* **DATA EXTRACT**
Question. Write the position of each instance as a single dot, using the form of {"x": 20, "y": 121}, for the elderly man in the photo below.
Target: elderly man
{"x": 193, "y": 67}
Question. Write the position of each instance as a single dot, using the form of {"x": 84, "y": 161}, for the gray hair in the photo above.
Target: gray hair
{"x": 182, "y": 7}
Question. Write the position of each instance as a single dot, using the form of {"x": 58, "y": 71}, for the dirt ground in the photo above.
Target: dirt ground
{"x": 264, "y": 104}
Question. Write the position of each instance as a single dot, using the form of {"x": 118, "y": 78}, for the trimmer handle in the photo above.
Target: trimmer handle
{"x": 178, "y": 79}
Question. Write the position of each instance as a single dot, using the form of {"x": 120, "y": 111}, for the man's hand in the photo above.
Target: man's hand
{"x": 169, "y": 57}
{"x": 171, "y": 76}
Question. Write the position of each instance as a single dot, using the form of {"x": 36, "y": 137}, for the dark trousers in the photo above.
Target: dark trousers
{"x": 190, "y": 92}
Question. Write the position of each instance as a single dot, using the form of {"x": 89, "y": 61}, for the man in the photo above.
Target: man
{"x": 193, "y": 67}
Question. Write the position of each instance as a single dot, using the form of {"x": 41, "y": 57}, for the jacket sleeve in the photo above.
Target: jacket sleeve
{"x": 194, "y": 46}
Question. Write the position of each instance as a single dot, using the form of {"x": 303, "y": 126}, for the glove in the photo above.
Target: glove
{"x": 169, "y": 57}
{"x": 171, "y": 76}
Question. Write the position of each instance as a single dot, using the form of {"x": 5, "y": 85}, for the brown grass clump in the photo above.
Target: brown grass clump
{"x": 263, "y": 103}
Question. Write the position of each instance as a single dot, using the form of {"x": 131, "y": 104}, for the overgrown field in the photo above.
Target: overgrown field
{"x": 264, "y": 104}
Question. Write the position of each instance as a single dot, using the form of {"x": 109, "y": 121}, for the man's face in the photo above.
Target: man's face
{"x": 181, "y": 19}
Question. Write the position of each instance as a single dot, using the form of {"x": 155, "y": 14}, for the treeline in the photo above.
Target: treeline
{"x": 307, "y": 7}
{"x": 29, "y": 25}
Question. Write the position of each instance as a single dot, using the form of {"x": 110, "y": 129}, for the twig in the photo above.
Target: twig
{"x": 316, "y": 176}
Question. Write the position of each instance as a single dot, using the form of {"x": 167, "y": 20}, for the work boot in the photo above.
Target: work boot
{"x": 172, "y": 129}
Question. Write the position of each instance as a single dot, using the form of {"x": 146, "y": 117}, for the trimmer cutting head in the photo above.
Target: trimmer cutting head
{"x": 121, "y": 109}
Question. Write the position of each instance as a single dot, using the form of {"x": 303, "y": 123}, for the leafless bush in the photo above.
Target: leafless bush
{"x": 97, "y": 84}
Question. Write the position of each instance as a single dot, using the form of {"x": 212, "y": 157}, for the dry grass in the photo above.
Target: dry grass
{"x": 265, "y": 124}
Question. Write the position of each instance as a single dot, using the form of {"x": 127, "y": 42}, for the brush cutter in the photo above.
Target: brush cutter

* **THE EXERCISE**
Repeat the material in full, exactly as it stands.

* **ANSWER TO THIS TASK**
Question. Write the position of each instance as a single dot, using the form of {"x": 20, "y": 121}, for the elderly man in the photo below.
Target: elderly man
{"x": 193, "y": 67}
Question. Write the position of each instance as a single dot, using the form of {"x": 84, "y": 161}, for the gray hair in the photo above.
Target: gray hair
{"x": 182, "y": 7}
Question. Write the position of each instance as a single dot, using the form of {"x": 58, "y": 71}, for the dirt ground in the photo above.
Target: dirt ground
{"x": 264, "y": 104}
Question. Write the position of each instance as a single dot, using the form of {"x": 118, "y": 78}, for the trimmer handle in the photo above.
Target: trimmer handle
{"x": 178, "y": 79}
Question. Write the position of each instance as a single dot, using the form of {"x": 120, "y": 111}, for the man's hand in the photo above.
Target: man's hand
{"x": 169, "y": 57}
{"x": 171, "y": 76}
Question. Write the position of each instance as a single dot, using the form of {"x": 36, "y": 137}, for the dark trousers in the photo above.
Target: dark trousers
{"x": 190, "y": 92}
Question. Write the position of each instance as a single dot, using the form of {"x": 89, "y": 61}, for the man in the photo above.
Target: man
{"x": 193, "y": 67}
Question. Write the position of each instance as a single dot, using the form of {"x": 41, "y": 57}, for the jacket sleeve in the photo above.
Target: jacket sleeve
{"x": 194, "y": 46}
Question. Write the position of each instance as a single dot, using the form of {"x": 303, "y": 126}, for the glove in the photo above.
Target: glove
{"x": 169, "y": 57}
{"x": 171, "y": 76}
Question. Write the position of each instance as a single dot, using the form of {"x": 5, "y": 85}, for the brown grass clump in the photo above.
Target: brown grass clump
{"x": 263, "y": 103}
Question. Write the position of each instance as a single dot, using the form of {"x": 131, "y": 104}, for the overgrown field in the photo above.
Target: overgrown field
{"x": 264, "y": 104}
Question. Write the position of each instance as a single dot, using the form of {"x": 109, "y": 121}, for the man's face in the photo above.
Target: man's face
{"x": 181, "y": 19}
Question. Write the position of each instance as a single dot, using the form of {"x": 155, "y": 14}, for the treeline in the photo above.
Target: treeline
{"x": 307, "y": 7}
{"x": 29, "y": 25}
Question. Write the position of each instance as a single dot, using the form of {"x": 110, "y": 129}, for the twig in the photo above.
Target: twig
{"x": 316, "y": 176}
Question. Write the position of each instance as a single dot, using the form of {"x": 167, "y": 20}, for the work boot in the photo above.
Target: work boot
{"x": 172, "y": 129}
Question. Write the position of each instance as a single dot, using the form of {"x": 146, "y": 117}, for the trimmer cutting head in the photo above.
Target: trimmer cutting head
{"x": 121, "y": 109}
Question. Write the position of each instance as a single dot, using the form of {"x": 303, "y": 123}, for the leafless bush in the photo above.
Target: leafless bush
{"x": 97, "y": 84}
Question. Write the position of each instance as a single dot, using the form of {"x": 212, "y": 157}, for the dry grass in the photo above.
Target: dry grass
{"x": 265, "y": 124}
Question. Write the position of each instance as a single dot, using the form of {"x": 127, "y": 42}, for the brush cutter in the photo above.
Target: brush cutter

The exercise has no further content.